Gelesenes anwenden>
[1] Gib bitte aus dem Interview zum Gruselgeschichten-Kanal den Abschnitt von "Viele hören die" bis einschließlich "Wahl zu sein." wortgetreu wieder.
[2] Warum haben Menschen sich laut dem Interview zum Gruselgeschichten-Kanal für die Arbeit am Kanal bedankt? Antworte in ein bis drei Sätzen.
[3] Führe das Interview zum Gruselgeschichten-Kanal im Anschluss an die letzte gestellte Frage weiter.

Vorliegender Auszug>

----------------------------------------

Der Name ist tatsächlich bei einem Brainstorming mit lieben Menschen entstanden. Wir haben mit leicht düster klingenden Begriffen um uns geworfen und ausdrucksstarke Namen gesucht. Die Idee dahinter war es, zum Ausdruck zu bringen, dass in die Geschichten und in die Arbeit an dem Kanal viel Seele einfließt, bzw. sie die Seele emotional berühren und kleine und größere Schrecken durchaus mal etwas zum Splittern bringen können. Und irgendwie steckt in jeder Geschichte vielleicht auch ein Splitter meiner Seele, im Sinne von Herzblut. Dieser Begriff kam dann schnell in die engere Wahl, weil er so viel Inspiration für ein stimmiges Kanalkonzept bot.

Du hast inzwischen etwa 6500 Abonnenten, was sind das für Menschen, die sich im Internet Horrorstorys anhören?

Es sind tatsächlich sehr unterschiedliche Menschen.
Ich war immer sehr glücklich in meiner Community auf sehr liebe, dankbare Menschen zu treffen. Das Alter ist sehr gemischt.

Besonders glücklich hat mich allerdings immer Feedback gemacht, in dem mir Leute für das, was ich tue dankten, weil es ihnen in ihrem eher traurigen, schweren oder belastenden Alltag ein paar schöne Momente schenkt. Es kam schon vor, dass mir Menschen mit einer Sehbehinderung oder Lernschwäche schrieben, denen das Lesen der Geschichten sehr schwer fällt, und die so trotzdem auf entspannte Weise in deren Genuss kommen.

Viele hören die Geschichten tatsächlich auch gern zum Einschlafen.

Jetzt bist du sogar für den Youlius Award 2020, ein Preis mit dem kreative Videomacher gefördert werden, in der Kategorie Musik, Kunst & Kultur nominiert. Wie fühlt sich sowas an?

Da kann ich nur sagen: Wow! Es ist eine riesengroße Ehre neben so vielen anderen, wirklich tollen und kreativen Menschen in der engeren Wahl zu sein.
Ich bin vor allem dankbar für die Chance, auf diese Weise, so viele spannende Menschen treffen und vielleicht kennenlernen zu dürfen.

Bist du jetzt von Lampenfieber zerfressen oder gehst du eher entspannt an die ganze Sache heran?

----------------------------------------

Ausgangsdaten>
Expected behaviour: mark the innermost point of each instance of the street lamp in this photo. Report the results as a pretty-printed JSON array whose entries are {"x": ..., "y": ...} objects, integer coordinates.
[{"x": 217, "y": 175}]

----------------------------------------

Erwartete Antworten>
[1]
Viele hören die Geschichten tatsächlich auch gern zum Einschlafen.

Jetzt bist du sogar für den Youlius Award 2020, ein Preis mit dem kreative Videomacher gefördert werden, in der Kategorie Musik, Kunst & Kultur nominiert. Wie fühlt sich sowas an?

Da kann ich nur sagen: Wow! Es ist eine riesengroße Ehre neben so vielen anderen, wirklich tollen und kreativen Menschen in der engeren Wahl zu sein.

[2] Sie bedankten sich, weil die Geschichten ihnen in ihrem eher traurigen, schweren oder belastenden Alltag ein paar schöne Momente schenken.

[3]
Gar nicht. Ich gehe tatsächlich entspannt an die Sache ran, weil die Nominierung schon mehr ist, als ich erwartet hatte. Für mich war es mehr das Gefühl dabei sein zu wollen. Einige liebe Kollegen hatten sich auch beworben und ich dachte, hey, machst du auch mit, vielleicht triffst du die dann ja mal. Ist doch ein schöner Anlass.
Ich freue mich eigentlich nur auf die Veranstaltung und die Party danach.

Youtube ist und bleibt also ein Hobby für dich und du machst es, weil es dir Spaß macht und nicht, um eines Tages so berühmt zu werden wie Steven King oder H. P. Lovecraft?

Nein. Ich habe einen Job, der mich ausfüllt, den ich gut kann und der mir auch Spaß macht.
Berühmt sein kostet viel Zeit, Nerven, Kraft und Disziplin. Egal in welchem Bereich, wir wissen alle, dass es immer nur 1% Begabung ist, der Rest sind Schweiß und harte Arbeit. Da bleiben dann durchaus auch eine Menge Privatleben und Freiheiten auf der Strecke.

Apropos King und Lovecraft, gibt es Horrorautoren, die du besonders magst?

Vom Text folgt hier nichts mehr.